Please write out every one of the rows below, word for word and in the same order.

---------- Available data

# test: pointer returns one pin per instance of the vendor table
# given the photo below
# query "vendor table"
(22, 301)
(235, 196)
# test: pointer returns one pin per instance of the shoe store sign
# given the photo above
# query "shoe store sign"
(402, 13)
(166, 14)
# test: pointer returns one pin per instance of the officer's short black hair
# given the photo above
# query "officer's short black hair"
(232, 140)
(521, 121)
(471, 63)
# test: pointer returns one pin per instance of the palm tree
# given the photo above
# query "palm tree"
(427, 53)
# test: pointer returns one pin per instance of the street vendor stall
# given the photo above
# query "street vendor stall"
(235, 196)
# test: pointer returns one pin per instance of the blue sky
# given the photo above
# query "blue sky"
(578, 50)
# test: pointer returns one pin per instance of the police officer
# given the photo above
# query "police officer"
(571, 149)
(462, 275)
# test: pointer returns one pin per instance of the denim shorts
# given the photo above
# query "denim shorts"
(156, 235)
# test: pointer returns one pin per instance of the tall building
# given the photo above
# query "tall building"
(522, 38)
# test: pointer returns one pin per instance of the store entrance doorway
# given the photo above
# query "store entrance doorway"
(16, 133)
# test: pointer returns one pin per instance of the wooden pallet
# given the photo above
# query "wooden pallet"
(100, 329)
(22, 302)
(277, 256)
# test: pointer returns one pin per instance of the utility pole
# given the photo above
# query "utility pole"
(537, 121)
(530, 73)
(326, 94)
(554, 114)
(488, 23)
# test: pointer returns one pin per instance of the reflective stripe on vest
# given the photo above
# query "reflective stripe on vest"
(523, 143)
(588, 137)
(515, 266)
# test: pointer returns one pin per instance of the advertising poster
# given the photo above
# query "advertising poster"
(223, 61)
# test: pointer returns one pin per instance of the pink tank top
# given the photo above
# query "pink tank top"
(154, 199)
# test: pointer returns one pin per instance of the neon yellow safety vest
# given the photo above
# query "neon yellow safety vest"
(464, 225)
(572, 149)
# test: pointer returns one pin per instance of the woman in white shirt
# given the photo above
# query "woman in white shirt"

--------------------

◆ **Written response**
# test: pointer returns one pin per instance of the vendor table
# given the photo below
# query "vendor table"
(22, 301)
(235, 196)
# test: pointer returns one pin per instance of the shoe store sign
# given the photo above
# query "shoe store sign"
(402, 13)
(166, 14)
# test: pointer returns one pin per instance of the officer's short black hair
# given the photo above
# query "officer's short black hair"
(232, 140)
(521, 121)
(471, 63)
# test: pointer returns one pin per instance of the palm tree
# given the photo above
# query "palm tree"
(427, 53)
# test: pointer returns one pin per instance of the street vendor stall
# given the photo above
# query "street vendor stall"
(235, 196)
# test: pointer returns one pin per instance of the blue sky
# given the photo above
# query "blue sky"
(578, 50)
# test: pointer returns one pin per instance of the police officer
# given the photo above
# query "police officer"
(571, 149)
(462, 275)
# test: pointer returns one pin per instance of the denim shorts
# given the photo above
# query "denim shorts"
(156, 235)
# test: pointer returns one pin per instance of the tall building
# given the photo above
# query "tall building"
(522, 38)
# test: pointer returns one pin per instance of the store entrance doorway
# given the photo above
# query "store entrance doorway"
(16, 133)
# test: pointer returns one pin per instance of the wooden pallet
# given the photo above
# query "wooden pallet"
(100, 329)
(22, 302)
(277, 256)
# test: pointer returns one pin per instance of the utility pole
# given the photo above
# query "utility pole"
(537, 121)
(530, 73)
(326, 94)
(554, 114)
(488, 23)
# test: pointer returns one pin per instance of the reflective stripe on vest
# given the photo above
# query "reflective stripe on vest"
(523, 143)
(588, 137)
(515, 266)
# test: pointer returns one pin per instance of the advertising poster
# given the photo above
# query "advertising poster"
(223, 61)
# test: pointer returns one pin per instance of the pink tank top
# given the photo above
# query "pink tank top"
(154, 199)
# test: pointer returns one pin per instance of the neon yellow safety vest
# given the photo above
# query "neon yellow safety vest"
(464, 225)
(572, 149)
# test: pointer returns one pin per instance of the woman in white shirt
# given the photo above
# query "woman in white shirt"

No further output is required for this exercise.